[Dataset items]:
%%

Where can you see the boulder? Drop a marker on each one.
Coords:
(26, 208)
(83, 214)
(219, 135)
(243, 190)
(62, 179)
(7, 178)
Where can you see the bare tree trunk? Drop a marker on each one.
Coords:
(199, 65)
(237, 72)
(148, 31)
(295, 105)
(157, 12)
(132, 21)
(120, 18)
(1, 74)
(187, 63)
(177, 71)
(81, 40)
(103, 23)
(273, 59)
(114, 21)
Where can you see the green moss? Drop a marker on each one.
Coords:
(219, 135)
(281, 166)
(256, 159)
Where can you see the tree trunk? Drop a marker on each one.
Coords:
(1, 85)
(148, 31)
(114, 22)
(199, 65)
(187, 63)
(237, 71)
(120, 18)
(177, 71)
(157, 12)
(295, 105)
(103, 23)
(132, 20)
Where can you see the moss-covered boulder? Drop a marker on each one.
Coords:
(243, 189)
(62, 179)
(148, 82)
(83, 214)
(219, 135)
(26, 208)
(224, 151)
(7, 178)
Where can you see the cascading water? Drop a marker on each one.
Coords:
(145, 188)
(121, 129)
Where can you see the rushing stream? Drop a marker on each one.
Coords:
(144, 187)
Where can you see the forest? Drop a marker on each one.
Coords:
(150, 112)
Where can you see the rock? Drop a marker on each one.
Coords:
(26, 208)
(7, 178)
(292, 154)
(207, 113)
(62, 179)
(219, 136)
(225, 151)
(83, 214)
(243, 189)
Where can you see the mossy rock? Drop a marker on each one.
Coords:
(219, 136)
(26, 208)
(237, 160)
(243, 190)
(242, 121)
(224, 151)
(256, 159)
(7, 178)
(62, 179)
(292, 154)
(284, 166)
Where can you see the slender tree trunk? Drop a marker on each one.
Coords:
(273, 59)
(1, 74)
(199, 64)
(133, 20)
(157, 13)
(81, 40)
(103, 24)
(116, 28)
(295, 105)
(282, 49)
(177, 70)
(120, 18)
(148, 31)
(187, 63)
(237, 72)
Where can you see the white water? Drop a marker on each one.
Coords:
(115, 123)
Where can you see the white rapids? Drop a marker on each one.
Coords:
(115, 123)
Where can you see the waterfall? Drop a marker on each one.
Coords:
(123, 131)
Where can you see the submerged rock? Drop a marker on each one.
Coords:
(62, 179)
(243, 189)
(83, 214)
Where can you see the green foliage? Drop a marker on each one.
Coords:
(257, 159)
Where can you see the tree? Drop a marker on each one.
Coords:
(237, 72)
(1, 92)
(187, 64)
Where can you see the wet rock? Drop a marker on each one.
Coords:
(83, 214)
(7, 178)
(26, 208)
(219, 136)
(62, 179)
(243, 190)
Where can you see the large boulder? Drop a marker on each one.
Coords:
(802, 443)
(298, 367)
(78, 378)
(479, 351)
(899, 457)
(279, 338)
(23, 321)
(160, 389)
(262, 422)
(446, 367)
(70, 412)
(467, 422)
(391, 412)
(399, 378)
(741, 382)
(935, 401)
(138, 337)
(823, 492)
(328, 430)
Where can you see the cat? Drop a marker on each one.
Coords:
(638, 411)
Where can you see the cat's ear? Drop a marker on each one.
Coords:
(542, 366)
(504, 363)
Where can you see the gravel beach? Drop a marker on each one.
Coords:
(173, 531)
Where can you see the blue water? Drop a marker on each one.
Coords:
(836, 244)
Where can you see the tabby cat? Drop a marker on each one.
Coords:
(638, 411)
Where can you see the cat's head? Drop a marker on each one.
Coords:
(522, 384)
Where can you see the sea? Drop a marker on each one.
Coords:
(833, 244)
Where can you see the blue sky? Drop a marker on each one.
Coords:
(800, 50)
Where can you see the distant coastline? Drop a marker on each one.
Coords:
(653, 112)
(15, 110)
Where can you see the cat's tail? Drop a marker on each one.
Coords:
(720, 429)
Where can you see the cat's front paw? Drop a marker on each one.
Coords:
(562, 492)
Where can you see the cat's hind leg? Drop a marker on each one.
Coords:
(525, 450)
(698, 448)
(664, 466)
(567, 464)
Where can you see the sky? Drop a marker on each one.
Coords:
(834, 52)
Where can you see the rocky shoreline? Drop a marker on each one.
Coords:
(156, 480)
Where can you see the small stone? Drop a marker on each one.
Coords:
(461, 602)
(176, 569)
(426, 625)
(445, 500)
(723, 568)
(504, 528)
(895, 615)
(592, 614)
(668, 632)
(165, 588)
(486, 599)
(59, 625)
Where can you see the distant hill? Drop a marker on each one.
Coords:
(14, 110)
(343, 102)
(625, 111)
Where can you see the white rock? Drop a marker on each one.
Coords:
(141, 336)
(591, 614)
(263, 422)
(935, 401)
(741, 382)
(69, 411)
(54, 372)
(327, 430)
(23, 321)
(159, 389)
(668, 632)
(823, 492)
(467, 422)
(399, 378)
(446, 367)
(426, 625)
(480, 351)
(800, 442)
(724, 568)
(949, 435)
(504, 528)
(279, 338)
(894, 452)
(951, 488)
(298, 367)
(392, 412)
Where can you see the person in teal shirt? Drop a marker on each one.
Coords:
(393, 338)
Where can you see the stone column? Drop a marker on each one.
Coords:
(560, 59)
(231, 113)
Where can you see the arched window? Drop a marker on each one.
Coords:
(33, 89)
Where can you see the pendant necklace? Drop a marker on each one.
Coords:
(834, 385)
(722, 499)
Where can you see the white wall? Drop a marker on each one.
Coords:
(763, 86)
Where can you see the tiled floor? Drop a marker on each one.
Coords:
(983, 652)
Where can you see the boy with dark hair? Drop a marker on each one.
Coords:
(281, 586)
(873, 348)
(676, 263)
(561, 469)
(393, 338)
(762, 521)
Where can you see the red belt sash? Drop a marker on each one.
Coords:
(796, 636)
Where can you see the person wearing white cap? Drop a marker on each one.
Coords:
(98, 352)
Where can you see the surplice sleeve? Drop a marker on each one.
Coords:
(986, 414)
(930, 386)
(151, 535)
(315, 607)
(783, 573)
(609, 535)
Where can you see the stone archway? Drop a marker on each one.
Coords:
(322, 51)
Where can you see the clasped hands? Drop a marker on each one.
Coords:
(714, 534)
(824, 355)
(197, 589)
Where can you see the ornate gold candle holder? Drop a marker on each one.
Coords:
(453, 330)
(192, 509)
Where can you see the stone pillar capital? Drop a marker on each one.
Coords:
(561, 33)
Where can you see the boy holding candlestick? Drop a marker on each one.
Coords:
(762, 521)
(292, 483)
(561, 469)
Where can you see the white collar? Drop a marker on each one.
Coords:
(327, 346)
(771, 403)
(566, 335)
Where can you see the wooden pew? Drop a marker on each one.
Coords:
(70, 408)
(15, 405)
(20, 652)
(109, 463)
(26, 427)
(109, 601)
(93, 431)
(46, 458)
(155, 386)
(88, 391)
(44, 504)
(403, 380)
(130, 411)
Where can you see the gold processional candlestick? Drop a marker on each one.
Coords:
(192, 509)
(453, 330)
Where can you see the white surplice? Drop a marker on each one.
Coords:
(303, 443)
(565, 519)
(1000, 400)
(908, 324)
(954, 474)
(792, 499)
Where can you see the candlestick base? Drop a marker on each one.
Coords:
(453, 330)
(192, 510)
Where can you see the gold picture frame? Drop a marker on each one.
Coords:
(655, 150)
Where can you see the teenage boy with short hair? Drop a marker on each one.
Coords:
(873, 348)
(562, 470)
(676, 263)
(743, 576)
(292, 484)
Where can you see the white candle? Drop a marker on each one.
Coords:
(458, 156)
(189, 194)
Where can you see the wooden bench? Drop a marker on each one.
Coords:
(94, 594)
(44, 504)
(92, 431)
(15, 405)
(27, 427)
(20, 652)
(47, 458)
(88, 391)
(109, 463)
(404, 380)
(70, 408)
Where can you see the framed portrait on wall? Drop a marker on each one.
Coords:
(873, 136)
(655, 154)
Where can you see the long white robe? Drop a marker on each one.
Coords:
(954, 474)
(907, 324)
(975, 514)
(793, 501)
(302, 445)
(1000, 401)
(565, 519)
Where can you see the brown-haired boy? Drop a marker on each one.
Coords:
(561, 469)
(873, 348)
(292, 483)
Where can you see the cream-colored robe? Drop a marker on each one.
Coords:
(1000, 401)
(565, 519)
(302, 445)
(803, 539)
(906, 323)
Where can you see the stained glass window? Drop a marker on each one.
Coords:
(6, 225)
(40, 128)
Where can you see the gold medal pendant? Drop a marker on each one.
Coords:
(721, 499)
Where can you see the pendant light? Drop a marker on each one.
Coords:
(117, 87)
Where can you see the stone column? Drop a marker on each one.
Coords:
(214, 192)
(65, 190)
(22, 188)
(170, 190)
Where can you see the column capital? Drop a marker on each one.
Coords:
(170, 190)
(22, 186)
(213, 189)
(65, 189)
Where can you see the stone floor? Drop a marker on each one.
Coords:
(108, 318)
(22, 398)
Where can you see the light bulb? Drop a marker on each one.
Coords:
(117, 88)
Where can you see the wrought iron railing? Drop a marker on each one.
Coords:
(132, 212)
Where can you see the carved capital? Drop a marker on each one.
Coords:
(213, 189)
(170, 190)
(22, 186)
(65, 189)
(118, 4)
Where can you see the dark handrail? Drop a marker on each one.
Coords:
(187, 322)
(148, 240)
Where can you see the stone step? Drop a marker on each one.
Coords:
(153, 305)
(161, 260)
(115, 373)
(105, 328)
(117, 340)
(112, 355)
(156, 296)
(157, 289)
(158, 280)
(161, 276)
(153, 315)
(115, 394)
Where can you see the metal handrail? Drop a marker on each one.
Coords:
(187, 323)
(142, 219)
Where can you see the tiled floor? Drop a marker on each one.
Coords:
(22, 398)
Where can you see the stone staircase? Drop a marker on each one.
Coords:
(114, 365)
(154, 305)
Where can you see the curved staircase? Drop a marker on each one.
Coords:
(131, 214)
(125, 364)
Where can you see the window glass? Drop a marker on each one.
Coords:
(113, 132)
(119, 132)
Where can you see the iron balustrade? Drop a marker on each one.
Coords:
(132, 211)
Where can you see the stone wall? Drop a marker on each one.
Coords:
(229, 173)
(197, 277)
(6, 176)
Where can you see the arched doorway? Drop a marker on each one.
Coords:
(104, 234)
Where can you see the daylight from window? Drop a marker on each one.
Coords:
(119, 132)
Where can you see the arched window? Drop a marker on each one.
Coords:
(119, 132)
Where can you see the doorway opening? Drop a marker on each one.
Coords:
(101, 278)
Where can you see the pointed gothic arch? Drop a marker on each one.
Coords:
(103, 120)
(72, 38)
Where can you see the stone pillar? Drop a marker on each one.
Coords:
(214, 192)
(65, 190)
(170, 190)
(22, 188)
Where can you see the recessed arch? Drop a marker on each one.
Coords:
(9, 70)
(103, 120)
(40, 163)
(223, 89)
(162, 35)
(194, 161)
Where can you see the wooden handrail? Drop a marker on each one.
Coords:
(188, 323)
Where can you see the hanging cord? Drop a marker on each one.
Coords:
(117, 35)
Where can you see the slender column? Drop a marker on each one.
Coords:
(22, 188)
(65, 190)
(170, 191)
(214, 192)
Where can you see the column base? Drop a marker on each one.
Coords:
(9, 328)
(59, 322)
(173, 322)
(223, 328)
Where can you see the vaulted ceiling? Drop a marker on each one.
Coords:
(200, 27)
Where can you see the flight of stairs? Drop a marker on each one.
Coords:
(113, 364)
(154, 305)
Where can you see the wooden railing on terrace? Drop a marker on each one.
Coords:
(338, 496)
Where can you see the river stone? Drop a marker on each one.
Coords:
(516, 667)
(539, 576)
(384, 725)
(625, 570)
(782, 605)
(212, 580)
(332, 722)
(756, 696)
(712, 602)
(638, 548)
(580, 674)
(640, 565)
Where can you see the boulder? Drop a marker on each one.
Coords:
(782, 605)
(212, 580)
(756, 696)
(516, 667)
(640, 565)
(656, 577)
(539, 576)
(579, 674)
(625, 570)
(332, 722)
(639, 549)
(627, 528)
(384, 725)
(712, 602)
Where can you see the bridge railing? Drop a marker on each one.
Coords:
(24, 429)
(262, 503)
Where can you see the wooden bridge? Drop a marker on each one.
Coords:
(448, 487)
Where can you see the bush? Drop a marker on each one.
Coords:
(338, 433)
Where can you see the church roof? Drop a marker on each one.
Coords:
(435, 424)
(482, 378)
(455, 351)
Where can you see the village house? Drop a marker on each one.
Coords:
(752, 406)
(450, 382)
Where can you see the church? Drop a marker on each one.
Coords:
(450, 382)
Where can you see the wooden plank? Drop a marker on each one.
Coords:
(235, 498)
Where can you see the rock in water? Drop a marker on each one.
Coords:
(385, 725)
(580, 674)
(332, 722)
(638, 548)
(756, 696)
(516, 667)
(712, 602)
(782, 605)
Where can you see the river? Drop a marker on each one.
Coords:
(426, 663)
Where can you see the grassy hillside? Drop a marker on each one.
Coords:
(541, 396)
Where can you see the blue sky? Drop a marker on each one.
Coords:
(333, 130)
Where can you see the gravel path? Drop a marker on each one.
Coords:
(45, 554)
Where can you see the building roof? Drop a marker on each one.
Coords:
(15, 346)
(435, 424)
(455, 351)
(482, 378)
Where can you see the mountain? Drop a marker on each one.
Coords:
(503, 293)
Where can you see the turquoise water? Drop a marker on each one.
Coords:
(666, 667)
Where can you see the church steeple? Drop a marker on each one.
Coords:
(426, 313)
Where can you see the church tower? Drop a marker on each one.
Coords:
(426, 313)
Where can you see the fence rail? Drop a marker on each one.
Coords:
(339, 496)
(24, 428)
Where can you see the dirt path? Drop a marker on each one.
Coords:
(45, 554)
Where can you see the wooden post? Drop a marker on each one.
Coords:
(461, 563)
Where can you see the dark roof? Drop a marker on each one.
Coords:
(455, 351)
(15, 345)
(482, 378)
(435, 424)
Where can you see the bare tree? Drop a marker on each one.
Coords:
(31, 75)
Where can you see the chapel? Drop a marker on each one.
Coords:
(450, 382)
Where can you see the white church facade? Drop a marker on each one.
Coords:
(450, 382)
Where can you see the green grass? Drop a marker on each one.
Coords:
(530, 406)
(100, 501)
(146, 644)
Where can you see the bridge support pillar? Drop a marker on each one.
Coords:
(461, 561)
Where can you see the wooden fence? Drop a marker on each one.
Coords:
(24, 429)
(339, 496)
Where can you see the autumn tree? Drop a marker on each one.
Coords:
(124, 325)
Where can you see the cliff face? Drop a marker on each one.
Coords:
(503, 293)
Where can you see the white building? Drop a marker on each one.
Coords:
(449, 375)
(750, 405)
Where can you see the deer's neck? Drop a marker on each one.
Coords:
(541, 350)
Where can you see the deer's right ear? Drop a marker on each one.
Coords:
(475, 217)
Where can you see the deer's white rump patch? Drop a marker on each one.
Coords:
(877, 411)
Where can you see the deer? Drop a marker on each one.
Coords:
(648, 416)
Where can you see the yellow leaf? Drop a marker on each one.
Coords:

%%

[EXERCISE OBJECTIVE]:
Extract, exactly as they appear, the lines from the one containing "Where can you see the chapel?" through the final line.

[IN RESPONSE]:
Where can you see the chapel? Drop a marker on each one.
Coords:
(450, 382)
Where can you see the white church facade? Drop a marker on each one.
Coords:
(450, 382)
Where can you see the green grass? Drop a marker on each one.
Coords:
(530, 406)
(100, 501)
(146, 644)
Where can you see the bridge support pillar? Drop a marker on each one.
Coords:
(461, 561)
Where can you see the wooden fence? Drop a marker on each one.
Coords:
(24, 429)
(339, 496)
Where can you see the autumn tree? Drop a marker on each one.
Coords:
(124, 325)
Where can you see the cliff face? Drop a marker on each one.
Coords:
(503, 293)
Where can you see the white building? Drop a marker on each one.
Coords:
(449, 375)
(750, 405)
Where can you see the deer's neck? Drop a marker on each one.
Coords:
(541, 350)
Where can you see the deer's right ear? Drop a marker on each one.
Coords:
(475, 217)
Where can you see the deer's white rump patch? Drop a marker on each one.
Coords:
(877, 411)
Where can you see the deer? Drop a marker on each one.
Coords:
(648, 416)
Where can you see the yellow leaf? Drop a marker on each one.
Coords:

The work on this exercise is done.